Peter Kendrew Fox (born 23 March 1949) is a British professional librarian. After eight years service in Cambridge University Library he moved to Dublin as deputy librarian of Trinity College in 1979; in 1984 he became College Librarian and Archivist. He became Librarian of the Cambridge University Library in 1994, a position he held for 15 years until his retirement in 2009.
 He has served on many public bodies concerned with libraries and archives. He was educated at King's College London (BA, 1971); the University of Sheffield (MA, 1973); Selwyn College, Cambridge (MA, 1976) and MA Dublin, 1984. In 2019, he was made an honorary fellow of Trinity College Dublin.

Personal life
He married Isobel McConnell in 1983 and they have two daughters.

Publications
 1973: Reader Instruction Methods in Academic Libraries. Cambridge: University Library
 1983: Third International Conference on Library User Education: proceedings; edited by Peter Fox and Ian Malley. Loughborough: INFUSE
 1986: Treasures of the Library: Trinity College Dublin. Dublin: Royal Irish Academy 
 1998: Cambridge University Library: the Great Collections. Cambridge: Cambridge University Press  (editor)

• _SUPPLIED INFORMATION_:
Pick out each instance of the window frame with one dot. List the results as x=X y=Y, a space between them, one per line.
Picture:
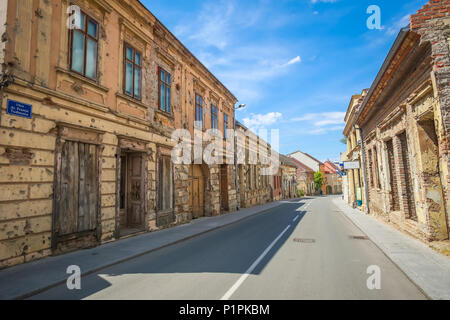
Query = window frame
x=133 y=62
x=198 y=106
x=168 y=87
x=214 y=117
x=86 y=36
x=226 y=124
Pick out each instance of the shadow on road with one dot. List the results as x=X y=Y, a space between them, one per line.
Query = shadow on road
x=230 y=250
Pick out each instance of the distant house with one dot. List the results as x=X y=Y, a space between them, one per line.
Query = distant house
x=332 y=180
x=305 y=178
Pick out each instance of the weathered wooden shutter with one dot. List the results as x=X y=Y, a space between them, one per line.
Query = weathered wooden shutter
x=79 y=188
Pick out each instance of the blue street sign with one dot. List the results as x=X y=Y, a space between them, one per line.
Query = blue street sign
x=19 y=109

---

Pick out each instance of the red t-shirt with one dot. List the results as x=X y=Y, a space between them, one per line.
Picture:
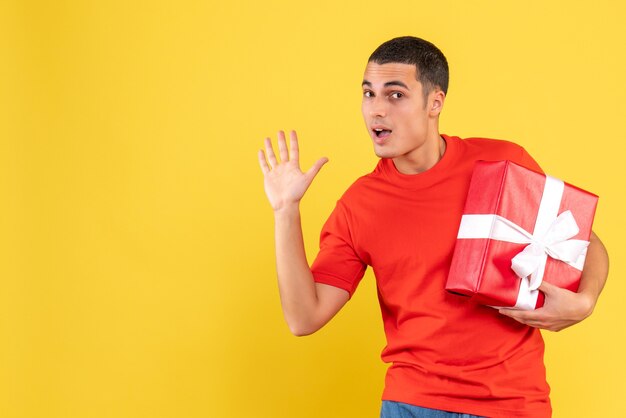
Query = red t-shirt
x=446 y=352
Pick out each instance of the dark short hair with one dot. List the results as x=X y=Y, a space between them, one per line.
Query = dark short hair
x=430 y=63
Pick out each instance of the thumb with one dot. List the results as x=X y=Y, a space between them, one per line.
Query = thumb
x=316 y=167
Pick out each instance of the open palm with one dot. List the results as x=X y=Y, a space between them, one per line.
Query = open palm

* * *

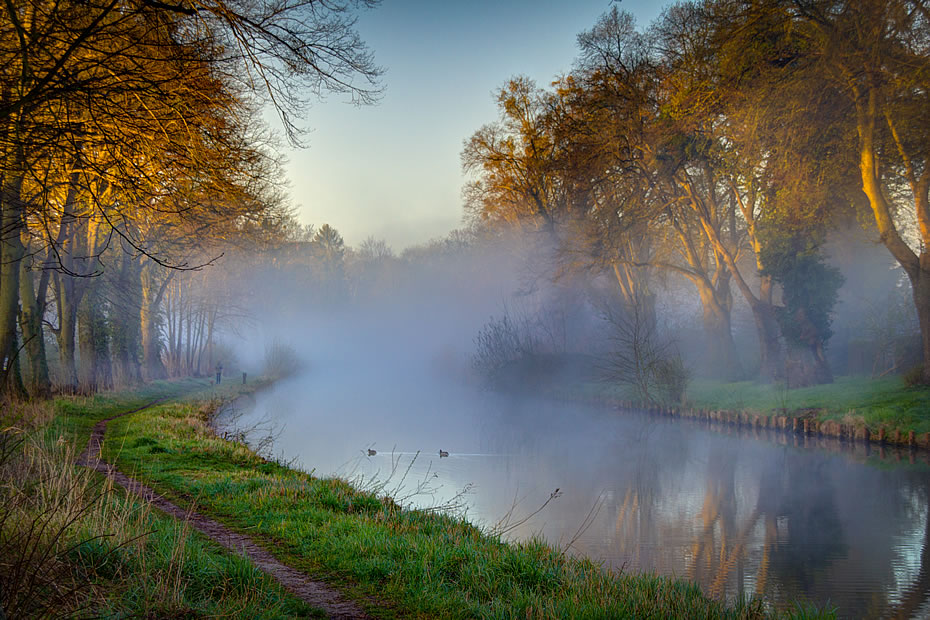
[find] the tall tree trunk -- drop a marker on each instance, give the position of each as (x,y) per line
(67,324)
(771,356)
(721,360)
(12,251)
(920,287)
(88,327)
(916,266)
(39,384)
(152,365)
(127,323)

• _PROBLEM DESCRIPTION_: According to the librarian biography above, in what year did Peter Kendrew Fox retire as Librarian of the Cambridge University Library?

• _RESPONSE_: 2009